> _Exercise task_: What is needed is an exact copy of the entries below, from the line that contains "indicate the street" through the final line, both included, and nothing else.
————————
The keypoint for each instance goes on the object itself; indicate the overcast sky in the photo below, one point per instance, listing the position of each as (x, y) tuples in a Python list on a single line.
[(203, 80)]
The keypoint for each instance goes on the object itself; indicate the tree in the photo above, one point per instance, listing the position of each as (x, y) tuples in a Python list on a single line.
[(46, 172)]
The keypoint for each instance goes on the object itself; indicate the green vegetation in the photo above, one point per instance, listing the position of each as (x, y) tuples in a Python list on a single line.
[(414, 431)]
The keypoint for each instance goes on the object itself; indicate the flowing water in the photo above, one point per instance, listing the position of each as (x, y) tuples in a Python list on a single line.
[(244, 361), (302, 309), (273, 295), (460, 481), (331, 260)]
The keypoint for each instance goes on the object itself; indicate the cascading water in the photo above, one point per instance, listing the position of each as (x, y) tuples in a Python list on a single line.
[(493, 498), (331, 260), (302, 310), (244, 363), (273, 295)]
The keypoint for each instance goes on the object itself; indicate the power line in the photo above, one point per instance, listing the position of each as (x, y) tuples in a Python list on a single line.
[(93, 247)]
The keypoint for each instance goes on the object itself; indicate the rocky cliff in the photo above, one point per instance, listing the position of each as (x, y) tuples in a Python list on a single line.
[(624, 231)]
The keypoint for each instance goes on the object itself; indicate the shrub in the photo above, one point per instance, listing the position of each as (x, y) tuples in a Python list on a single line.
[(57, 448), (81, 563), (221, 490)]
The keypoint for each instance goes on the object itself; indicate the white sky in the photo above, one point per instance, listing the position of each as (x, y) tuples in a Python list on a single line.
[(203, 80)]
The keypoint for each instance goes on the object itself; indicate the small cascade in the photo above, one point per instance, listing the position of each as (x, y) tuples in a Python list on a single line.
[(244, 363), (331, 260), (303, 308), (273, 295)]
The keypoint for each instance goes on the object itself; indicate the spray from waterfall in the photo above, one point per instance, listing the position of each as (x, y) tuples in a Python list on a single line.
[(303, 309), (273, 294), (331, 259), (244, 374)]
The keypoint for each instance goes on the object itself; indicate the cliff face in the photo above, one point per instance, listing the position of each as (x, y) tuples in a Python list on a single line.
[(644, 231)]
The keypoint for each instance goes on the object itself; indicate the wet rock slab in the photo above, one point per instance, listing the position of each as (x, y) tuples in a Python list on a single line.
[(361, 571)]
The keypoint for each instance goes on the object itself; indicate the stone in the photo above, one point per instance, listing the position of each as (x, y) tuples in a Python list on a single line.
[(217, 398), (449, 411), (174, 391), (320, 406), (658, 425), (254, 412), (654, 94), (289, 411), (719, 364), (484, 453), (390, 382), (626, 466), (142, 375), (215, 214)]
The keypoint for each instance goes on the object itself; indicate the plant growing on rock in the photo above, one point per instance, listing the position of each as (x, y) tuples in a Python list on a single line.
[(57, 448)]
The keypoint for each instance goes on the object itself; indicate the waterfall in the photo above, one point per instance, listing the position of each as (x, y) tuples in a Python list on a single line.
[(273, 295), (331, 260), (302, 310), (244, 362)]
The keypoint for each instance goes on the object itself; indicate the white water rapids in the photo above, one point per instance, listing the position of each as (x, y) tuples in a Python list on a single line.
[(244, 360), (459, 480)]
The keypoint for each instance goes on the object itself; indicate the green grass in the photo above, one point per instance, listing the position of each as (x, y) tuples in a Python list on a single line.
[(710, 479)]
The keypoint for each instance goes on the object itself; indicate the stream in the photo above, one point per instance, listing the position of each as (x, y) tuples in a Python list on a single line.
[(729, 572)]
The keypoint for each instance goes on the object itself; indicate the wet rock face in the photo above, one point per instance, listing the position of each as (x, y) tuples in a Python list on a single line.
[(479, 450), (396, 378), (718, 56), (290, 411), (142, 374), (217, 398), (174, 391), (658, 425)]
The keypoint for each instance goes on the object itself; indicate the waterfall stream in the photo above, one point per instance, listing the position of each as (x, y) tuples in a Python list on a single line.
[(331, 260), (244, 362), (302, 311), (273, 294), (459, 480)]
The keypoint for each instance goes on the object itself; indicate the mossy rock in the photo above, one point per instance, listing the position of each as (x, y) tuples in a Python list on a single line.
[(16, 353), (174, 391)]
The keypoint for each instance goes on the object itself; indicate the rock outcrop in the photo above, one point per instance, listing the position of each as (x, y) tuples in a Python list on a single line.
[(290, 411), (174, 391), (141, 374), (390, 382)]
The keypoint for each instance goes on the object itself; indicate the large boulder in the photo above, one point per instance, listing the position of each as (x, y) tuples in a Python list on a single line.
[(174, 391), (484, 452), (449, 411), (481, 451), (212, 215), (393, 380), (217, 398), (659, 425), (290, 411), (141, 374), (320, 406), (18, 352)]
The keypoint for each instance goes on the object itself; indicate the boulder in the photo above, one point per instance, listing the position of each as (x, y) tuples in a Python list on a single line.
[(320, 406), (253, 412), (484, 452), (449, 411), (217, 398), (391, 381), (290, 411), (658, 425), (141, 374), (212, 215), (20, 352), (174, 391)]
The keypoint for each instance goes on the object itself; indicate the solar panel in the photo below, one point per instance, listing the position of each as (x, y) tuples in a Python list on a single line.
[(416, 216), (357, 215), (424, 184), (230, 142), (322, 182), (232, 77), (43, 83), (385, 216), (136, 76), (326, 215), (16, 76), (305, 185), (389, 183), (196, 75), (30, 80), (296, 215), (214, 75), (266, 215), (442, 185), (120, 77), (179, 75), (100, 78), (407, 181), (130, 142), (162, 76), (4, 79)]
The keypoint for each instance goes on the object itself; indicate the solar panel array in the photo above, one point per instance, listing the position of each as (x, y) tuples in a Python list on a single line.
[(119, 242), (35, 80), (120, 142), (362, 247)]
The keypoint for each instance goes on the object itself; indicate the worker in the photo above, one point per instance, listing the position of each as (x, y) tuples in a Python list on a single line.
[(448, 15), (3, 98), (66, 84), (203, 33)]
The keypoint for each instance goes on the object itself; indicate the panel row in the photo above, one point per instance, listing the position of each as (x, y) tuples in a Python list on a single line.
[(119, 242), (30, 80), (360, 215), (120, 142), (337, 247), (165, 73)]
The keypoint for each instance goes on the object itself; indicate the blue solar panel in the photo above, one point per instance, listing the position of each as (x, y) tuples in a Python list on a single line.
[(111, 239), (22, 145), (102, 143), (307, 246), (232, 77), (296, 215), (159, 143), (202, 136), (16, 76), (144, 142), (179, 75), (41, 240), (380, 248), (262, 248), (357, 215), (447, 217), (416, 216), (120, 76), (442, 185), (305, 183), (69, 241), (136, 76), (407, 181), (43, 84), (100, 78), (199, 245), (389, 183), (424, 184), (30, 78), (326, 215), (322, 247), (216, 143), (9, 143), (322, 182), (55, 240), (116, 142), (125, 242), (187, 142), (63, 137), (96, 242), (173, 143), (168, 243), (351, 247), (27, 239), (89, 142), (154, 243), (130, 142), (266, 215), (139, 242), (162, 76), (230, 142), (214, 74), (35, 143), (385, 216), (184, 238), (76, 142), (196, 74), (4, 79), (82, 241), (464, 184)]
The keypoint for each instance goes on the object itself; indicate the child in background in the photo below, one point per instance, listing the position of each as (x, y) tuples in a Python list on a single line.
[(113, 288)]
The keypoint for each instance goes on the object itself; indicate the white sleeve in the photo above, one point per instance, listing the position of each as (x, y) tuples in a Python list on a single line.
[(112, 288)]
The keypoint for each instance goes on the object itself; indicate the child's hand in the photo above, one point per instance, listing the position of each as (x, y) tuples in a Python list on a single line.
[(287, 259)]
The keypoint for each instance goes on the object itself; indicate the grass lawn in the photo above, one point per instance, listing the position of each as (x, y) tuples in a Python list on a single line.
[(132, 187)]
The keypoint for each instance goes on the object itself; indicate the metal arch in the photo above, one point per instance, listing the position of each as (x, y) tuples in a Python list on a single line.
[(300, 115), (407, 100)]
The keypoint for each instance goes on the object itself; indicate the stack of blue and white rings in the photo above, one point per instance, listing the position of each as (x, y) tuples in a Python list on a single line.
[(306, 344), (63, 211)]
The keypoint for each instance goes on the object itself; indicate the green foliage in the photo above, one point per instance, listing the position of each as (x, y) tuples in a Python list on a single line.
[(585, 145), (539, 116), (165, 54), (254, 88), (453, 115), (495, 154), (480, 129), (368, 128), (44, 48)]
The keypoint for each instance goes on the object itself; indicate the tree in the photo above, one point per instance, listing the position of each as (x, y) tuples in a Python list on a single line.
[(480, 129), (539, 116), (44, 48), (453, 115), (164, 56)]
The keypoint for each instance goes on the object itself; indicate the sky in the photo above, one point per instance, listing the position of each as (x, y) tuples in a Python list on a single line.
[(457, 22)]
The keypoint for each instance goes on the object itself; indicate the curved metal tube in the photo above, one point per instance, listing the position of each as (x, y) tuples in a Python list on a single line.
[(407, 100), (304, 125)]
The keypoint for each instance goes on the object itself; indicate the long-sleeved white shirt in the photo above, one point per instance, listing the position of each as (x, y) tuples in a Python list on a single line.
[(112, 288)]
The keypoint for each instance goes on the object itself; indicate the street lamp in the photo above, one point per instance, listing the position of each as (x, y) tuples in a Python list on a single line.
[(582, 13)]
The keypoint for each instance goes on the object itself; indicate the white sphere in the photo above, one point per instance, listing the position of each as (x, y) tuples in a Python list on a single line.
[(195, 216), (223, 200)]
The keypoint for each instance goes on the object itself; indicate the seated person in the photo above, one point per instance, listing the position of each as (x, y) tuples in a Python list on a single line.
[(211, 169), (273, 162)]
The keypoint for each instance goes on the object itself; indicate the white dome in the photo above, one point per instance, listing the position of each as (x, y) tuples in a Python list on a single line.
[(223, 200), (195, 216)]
————————
> _Solution to this task_:
The keypoint for each instance goes on the object itself; indicate the street lamp in the photo above, one point per instance, listing the position of each as (x, y) tuples in a Python list on a single line.
[(582, 13)]
The keypoint for each instance goes on the object itself; indicate the white sphere in the photo above, one point per instance, listing the position of each as (x, y) tuples in a Python list on a single line.
[(195, 216), (223, 200)]
The keypoint for each instance goes on the object itself; indicate the seated person in the photo above, one point per instance, listing the position of each as (x, y) tuples in a Python list on a single line.
[(211, 169), (273, 162)]
The keypoint for each instance goes on the object itself; indicate the white dome in the photo above, one point per instance, listing the position of each as (x, y) tuples in a Python list on a single line.
[(223, 200), (195, 216)]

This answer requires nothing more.